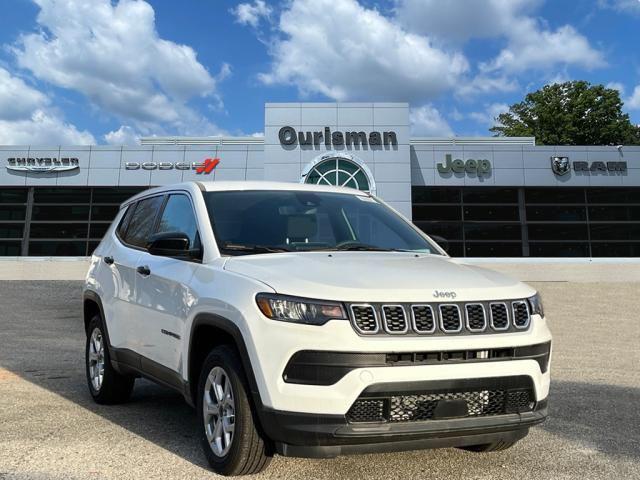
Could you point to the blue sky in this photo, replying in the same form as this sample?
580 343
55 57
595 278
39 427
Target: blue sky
100 71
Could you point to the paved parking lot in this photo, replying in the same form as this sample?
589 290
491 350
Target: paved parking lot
50 428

* **WORK TO COMPLETE**: Drop the images and return the data verbatim.

* **SOLUTION TO THIS TASK**:
Could you point to the blue sky in this photo, replying in the same form as this sample?
580 343
55 57
595 278
39 427
Target: blue sky
100 71
Could you point to the paved parking lot in this photo, replying in the same form as this sample?
589 290
491 350
Target: paved parking lot
50 428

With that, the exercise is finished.